- **RIGHE DEL DATASET**:
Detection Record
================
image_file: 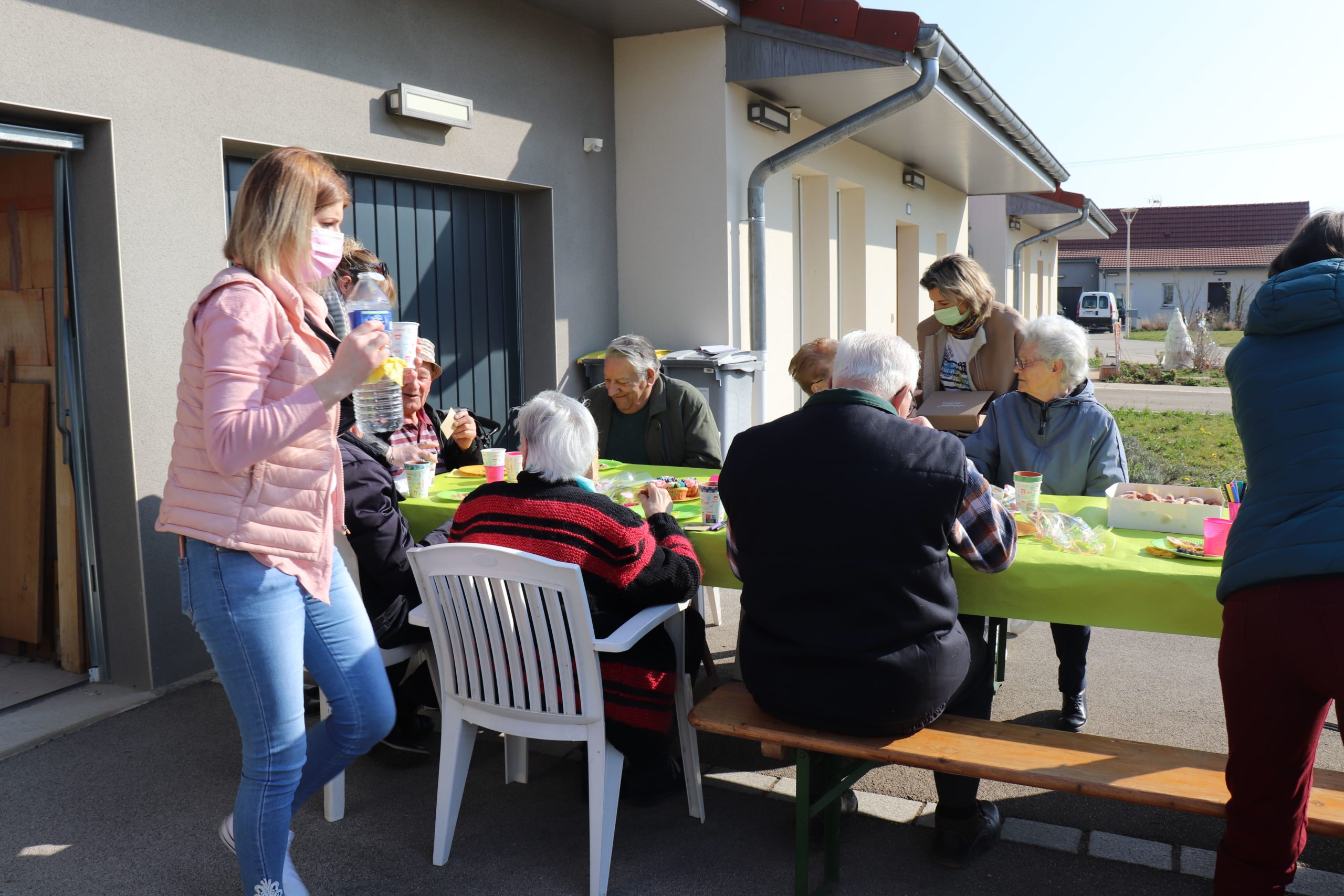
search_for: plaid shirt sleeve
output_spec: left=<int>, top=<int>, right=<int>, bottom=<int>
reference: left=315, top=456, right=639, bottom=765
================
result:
left=948, top=459, right=1017, bottom=572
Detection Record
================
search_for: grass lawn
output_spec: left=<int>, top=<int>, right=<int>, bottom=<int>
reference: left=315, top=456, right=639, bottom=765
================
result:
left=1111, top=408, right=1246, bottom=488
left=1129, top=329, right=1245, bottom=348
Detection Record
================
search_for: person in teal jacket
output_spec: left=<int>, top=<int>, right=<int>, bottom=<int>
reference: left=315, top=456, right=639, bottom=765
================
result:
left=1214, top=212, right=1344, bottom=894
left=965, top=314, right=1129, bottom=731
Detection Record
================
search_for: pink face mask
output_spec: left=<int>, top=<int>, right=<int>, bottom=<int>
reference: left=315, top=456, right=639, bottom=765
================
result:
left=305, top=227, right=345, bottom=283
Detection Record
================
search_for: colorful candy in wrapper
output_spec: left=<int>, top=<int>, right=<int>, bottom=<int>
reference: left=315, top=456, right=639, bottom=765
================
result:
left=597, top=470, right=653, bottom=505
left=364, top=355, right=407, bottom=385
left=1028, top=511, right=1116, bottom=556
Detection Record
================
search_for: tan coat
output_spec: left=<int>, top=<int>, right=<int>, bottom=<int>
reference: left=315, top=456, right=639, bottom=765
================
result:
left=915, top=302, right=1027, bottom=400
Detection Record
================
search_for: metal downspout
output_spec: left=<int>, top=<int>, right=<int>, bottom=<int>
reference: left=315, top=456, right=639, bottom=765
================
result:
left=747, top=26, right=943, bottom=426
left=1012, top=199, right=1093, bottom=312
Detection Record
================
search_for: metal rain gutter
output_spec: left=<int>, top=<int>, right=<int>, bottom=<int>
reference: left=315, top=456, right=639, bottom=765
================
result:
left=1012, top=199, right=1101, bottom=312
left=747, top=26, right=945, bottom=426
left=921, top=29, right=1068, bottom=183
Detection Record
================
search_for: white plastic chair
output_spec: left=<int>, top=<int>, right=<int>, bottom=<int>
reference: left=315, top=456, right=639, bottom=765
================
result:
left=317, top=532, right=438, bottom=821
left=408, top=544, right=704, bottom=896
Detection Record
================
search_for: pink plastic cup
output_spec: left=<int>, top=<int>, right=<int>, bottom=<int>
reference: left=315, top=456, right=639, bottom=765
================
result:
left=1204, top=516, right=1233, bottom=557
left=481, top=449, right=507, bottom=482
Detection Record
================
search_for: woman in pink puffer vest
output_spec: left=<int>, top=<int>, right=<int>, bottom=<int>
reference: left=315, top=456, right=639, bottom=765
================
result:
left=158, top=146, right=395, bottom=896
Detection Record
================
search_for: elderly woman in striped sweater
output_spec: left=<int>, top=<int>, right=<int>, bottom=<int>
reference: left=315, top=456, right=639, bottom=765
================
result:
left=447, top=391, right=704, bottom=805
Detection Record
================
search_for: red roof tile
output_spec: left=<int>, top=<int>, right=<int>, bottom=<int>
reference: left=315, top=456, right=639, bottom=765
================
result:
left=1059, top=203, right=1310, bottom=269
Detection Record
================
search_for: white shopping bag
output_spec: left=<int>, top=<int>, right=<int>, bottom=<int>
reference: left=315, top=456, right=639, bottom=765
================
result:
left=1162, top=308, right=1195, bottom=371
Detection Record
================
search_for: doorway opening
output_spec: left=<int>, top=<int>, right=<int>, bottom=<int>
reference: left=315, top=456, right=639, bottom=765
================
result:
left=0, top=123, right=102, bottom=712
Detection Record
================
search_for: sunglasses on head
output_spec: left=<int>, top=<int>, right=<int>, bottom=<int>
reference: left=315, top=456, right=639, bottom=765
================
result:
left=345, top=262, right=387, bottom=277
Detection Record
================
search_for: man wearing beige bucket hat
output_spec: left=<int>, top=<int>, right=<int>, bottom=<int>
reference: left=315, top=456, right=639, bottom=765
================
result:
left=387, top=339, right=499, bottom=476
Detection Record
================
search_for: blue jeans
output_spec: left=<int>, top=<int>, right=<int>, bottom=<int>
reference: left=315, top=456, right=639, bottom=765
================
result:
left=177, top=539, right=396, bottom=894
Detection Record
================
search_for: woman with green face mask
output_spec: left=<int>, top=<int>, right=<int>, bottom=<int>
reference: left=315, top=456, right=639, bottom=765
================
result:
left=917, top=252, right=1027, bottom=421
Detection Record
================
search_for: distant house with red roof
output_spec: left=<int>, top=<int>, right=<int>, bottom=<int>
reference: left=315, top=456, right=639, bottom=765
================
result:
left=1058, top=202, right=1310, bottom=322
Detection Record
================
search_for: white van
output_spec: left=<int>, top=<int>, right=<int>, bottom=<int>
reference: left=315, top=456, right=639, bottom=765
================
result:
left=1078, top=293, right=1117, bottom=331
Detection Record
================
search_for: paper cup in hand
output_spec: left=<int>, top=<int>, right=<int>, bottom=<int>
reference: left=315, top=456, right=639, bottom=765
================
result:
left=438, top=407, right=457, bottom=442
left=388, top=321, right=419, bottom=367
left=1012, top=470, right=1044, bottom=513
left=406, top=461, right=434, bottom=498
left=481, top=449, right=507, bottom=482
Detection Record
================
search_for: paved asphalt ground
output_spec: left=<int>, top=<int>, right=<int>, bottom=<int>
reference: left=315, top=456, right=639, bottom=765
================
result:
left=0, top=591, right=1344, bottom=896
left=1090, top=333, right=1233, bottom=414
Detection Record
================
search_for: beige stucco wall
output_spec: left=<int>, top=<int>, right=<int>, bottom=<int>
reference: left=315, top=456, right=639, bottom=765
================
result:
left=614, top=28, right=968, bottom=419
left=1101, top=267, right=1265, bottom=326
left=0, top=0, right=617, bottom=687
left=968, top=195, right=1059, bottom=320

- **IL TUO COMPITO**: Riscrivi tutte le righe sostituendo "search_for" con "target" e senza cambiare nient'altro. Non includere le immagini nella risposta.

- **SOLUZIONE PROPOSTA**:
Detection Record
================
image_file: 
target: plaid shirt sleeve
output_spec: left=<int>, top=<int>, right=<int>, bottom=<int>
reference: left=315, top=456, right=639, bottom=765
================
result:
left=948, top=459, right=1017, bottom=572
Detection Record
================
target: grass lawn
output_spec: left=<int>, top=<int>, right=<int>, bottom=<int>
reference: left=315, top=456, right=639, bottom=765
================
result:
left=1111, top=408, right=1246, bottom=488
left=1129, top=329, right=1245, bottom=348
Detection Record
================
target: person in teal jacket
output_spec: left=<int>, top=<int>, right=<int>, bottom=<int>
reference: left=315, top=456, right=639, bottom=765
================
result:
left=1214, top=212, right=1344, bottom=894
left=965, top=314, right=1129, bottom=731
Detection Record
================
target: pink face mask
output_spec: left=<int>, top=<int>, right=<int>, bottom=<int>
reference: left=315, top=456, right=639, bottom=765
================
result:
left=305, top=227, right=345, bottom=283
Detection Record
================
target: colorful candy in wrapper
output_spec: left=<int>, top=<int>, right=<int>, bottom=<int>
reference: left=315, top=456, right=639, bottom=765
================
result:
left=597, top=470, right=653, bottom=505
left=364, top=355, right=407, bottom=385
left=1028, top=511, right=1116, bottom=556
Detection Record
================
target: tan coat
output_spec: left=<int>, top=<int>, right=<int>, bottom=<int>
reference: left=315, top=456, right=639, bottom=765
================
result:
left=915, top=302, right=1027, bottom=400
Detection Record
================
target: metal downspout
output_spec: left=<int>, top=<int>, right=<int>, bottom=<int>
reference: left=315, top=456, right=639, bottom=765
================
result:
left=747, top=26, right=943, bottom=426
left=1012, top=199, right=1093, bottom=312
Detection Record
================
target: metal rain gutter
output_spec: left=<int>, top=<int>, right=<int>, bottom=<int>
reference: left=315, top=456, right=639, bottom=765
================
result:
left=1012, top=199, right=1101, bottom=312
left=747, top=26, right=945, bottom=426
left=921, top=29, right=1068, bottom=183
Detection Record
================
target: white plastic chair
output_spec: left=<int>, top=<int>, right=<int>, bottom=<int>
reference: left=315, top=456, right=639, bottom=765
================
result:
left=317, top=532, right=438, bottom=821
left=408, top=544, right=704, bottom=896
Detection Record
================
target: pink plastic cup
output_spec: left=<int>, top=<int>, right=<int>, bottom=<int>
reference: left=315, top=456, right=639, bottom=765
================
result:
left=1204, top=516, right=1233, bottom=557
left=481, top=449, right=507, bottom=482
Detection Record
================
target: woman in pink puffer vest
output_spec: left=<int>, top=<int>, right=<int>, bottom=<int>
reference: left=315, top=456, right=639, bottom=765
================
result:
left=158, top=146, right=395, bottom=896
Detection Record
================
target: elderly woman in striped sweater
output_spec: left=<int>, top=<int>, right=<int>, bottom=<int>
reference: left=315, top=456, right=639, bottom=765
================
result:
left=447, top=391, right=704, bottom=805
Detection Record
================
target: red roof tile
output_spec: left=<int>, top=<int>, right=<int>, bottom=<int>
reference: left=315, top=456, right=639, bottom=765
================
result:
left=1059, top=203, right=1310, bottom=269
Detection Record
================
target: white shopping bag
output_spec: left=<int>, top=<int>, right=<int>, bottom=<int>
reference: left=315, top=456, right=639, bottom=765
================
result:
left=1162, top=308, right=1195, bottom=371
Detection Record
================
target: doorway opening
output_spec: left=<int>, top=<int>, right=<int>, bottom=<int>
reference: left=315, top=456, right=639, bottom=765
================
result:
left=0, top=123, right=102, bottom=712
Detection Record
================
target: sunglasses on head
output_spec: left=<int>, top=<int>, right=<int>, bottom=<int>
reference: left=315, top=456, right=639, bottom=765
================
result:
left=345, top=262, right=387, bottom=277
Detection Record
================
target: man wearing beige bucket hat
output_spec: left=<int>, top=<int>, right=<int>, bottom=<int>
reference: left=315, top=456, right=639, bottom=765
================
result:
left=387, top=339, right=499, bottom=476
Detection Record
================
target: blue jeans
output_spec: left=<int>, top=<int>, right=<int>, bottom=<int>
reference: left=315, top=456, right=639, bottom=765
================
result:
left=177, top=539, right=396, bottom=894
Detection Record
================
target: woman with green face mask
output_spec: left=<int>, top=<int>, right=<int>, bottom=<int>
reference: left=315, top=456, right=639, bottom=765
================
result:
left=917, top=252, right=1027, bottom=421
Detection Record
================
target: distant house with red roof
output_spec: left=<int>, top=<int>, right=<int>, bottom=<int>
reference: left=315, top=456, right=639, bottom=765
================
result:
left=1058, top=202, right=1310, bottom=322
Detection Record
================
target: white van
output_spec: left=<int>, top=<int>, right=<int>, bottom=<int>
reference: left=315, top=456, right=639, bottom=765
================
result:
left=1078, top=293, right=1117, bottom=331
Detection Record
================
target: paper cup in hand
output_spec: left=<int>, top=<int>, right=<int>, bottom=<int>
reference: left=315, top=456, right=639, bottom=765
================
result:
left=438, top=407, right=457, bottom=442
left=388, top=321, right=419, bottom=367
left=1012, top=470, right=1044, bottom=513
left=406, top=461, right=434, bottom=498
left=481, top=449, right=507, bottom=482
Detection Record
================
target: paved asphalt ground
output_spec: left=<int>, top=<int>, right=<int>, bottom=<int>
reference: left=315, top=456, right=639, bottom=765
================
result:
left=0, top=591, right=1344, bottom=896
left=1090, top=333, right=1233, bottom=414
Detection Record
================
target: beige stucco wall
output_spec: left=<int>, top=<int>, right=<int>, bottom=<int>
reference: left=315, top=456, right=639, bottom=765
================
result:
left=614, top=28, right=968, bottom=419
left=1101, top=267, right=1265, bottom=326
left=0, top=0, right=617, bottom=687
left=968, top=195, right=1059, bottom=320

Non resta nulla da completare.